▶ SELECTION
+--
# Lia Sophia



## Jennifer (Dec 30, 2007)

is anyone familiar with this line of jewelry? rants/raves? thanks!


----------



## pinksugar (Dec 30, 2007)

can't say I am. Any pics?


----------



## Jennifer (Dec 30, 2007)

Originally Posted by *pinksugar* /img/forum/go_quote.gif can't say I am. Any pics?



they have it on their website in their online catalog.


----------



## Kookie-for-COCO (Dec 31, 2007)

I have never heard of it--but will go and look.


----------



## Marisol (Dec 31, 2007)

Sorry... I haven't.


----------



## marinasmith (Jan 5, 2008)

I have some jewlery by Lia Sophia. They were gifts from a north american friend of mine.

They have very good quality and my favorite is a necklace with sea shell pendant. I always get compliments when I'm wearing it.


----------



## Jennifer (Jan 5, 2008)

thanks for all of your replies!


----------



## Anna (Jan 5, 2008)

actually i just had a whole conversation about this brand last night. 3 of jeffs friends girlgriends are big fans. One said it breaks easily, the oters have had no problem.


----------



## Jennifer (Jan 5, 2008)

Originally Posted by *bejb1011* /img/forum/go_quote.gif actually i just had a whole conversation about this brand last night. 3 of jeffs friends girlgriends are big fans. One said it breaks easily, the oters have had no problem. thanks! maybe i'll buy one thing and see how that goes.
+--
▶ DATASET ROWS

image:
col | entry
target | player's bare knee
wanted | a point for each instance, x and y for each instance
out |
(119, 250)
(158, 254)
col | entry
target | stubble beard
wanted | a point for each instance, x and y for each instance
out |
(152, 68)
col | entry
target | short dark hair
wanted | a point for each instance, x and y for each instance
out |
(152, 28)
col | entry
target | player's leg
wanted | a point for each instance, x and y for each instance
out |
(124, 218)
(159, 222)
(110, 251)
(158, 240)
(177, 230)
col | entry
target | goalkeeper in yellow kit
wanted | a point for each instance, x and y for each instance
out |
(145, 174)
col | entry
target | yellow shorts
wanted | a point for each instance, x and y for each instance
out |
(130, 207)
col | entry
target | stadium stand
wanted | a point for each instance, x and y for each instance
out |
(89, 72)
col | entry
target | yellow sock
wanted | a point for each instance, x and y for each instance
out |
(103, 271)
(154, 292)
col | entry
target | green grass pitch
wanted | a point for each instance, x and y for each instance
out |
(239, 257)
+--
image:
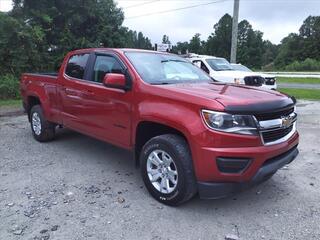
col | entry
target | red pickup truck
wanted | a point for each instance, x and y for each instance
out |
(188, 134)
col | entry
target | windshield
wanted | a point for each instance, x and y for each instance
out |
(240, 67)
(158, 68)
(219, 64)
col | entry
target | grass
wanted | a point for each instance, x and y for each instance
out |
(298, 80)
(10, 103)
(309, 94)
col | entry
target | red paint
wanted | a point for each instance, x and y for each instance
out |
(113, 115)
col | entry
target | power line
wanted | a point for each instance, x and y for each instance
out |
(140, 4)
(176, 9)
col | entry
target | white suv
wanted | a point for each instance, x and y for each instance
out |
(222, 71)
+--
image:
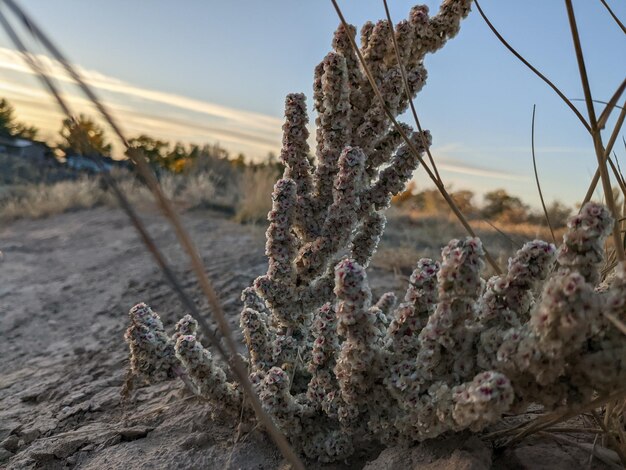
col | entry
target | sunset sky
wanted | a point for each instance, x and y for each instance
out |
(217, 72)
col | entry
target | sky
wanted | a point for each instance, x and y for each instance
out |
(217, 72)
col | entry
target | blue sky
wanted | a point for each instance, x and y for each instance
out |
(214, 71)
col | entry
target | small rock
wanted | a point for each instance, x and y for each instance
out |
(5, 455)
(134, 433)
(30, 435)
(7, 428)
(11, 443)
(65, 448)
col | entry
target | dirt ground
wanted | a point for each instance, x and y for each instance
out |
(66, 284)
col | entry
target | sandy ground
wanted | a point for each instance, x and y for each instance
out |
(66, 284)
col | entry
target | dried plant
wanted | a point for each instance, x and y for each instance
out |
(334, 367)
+--
▶ GOALS
1. Identify each line in the entries above that contains the word "ground", and copy those lines.
2. Pick up the forum thread about Lia Sophia jewelry after its last sentence and continue it.

▶ REPLIES
1.
target | dirt ground
target | sandy ground

2.
----------



## Thais (Jan 7, 2008)

I have a GORGEOUS bracelet and 3 super cute pairs of earrings. I love it all. I think it is reasonably priced, and very nice quality. The designs are great, too!


----------



## ivette (Jan 8, 2008)

a friend of mine got me a bracelet and necklace for Christmas.

they have some nice stuff, imo


----------



## Jennifer (Jan 8, 2008)

thanks for the reviews!


----------



## jessiej78 (Jan 8, 2008)

I haven't bought any of it but I have seen their catalogs and I think their jewelery is beautiful.


----------



## angienharry (Apr 6, 2014)

> actually i just had a whole conversation about this brand last night. 3 of jeffs friends girlgriends are big fans. One said it breaks easily, the oters have had no problem.


 They have a lifetime guarantee so if something broke they just have to send it back in.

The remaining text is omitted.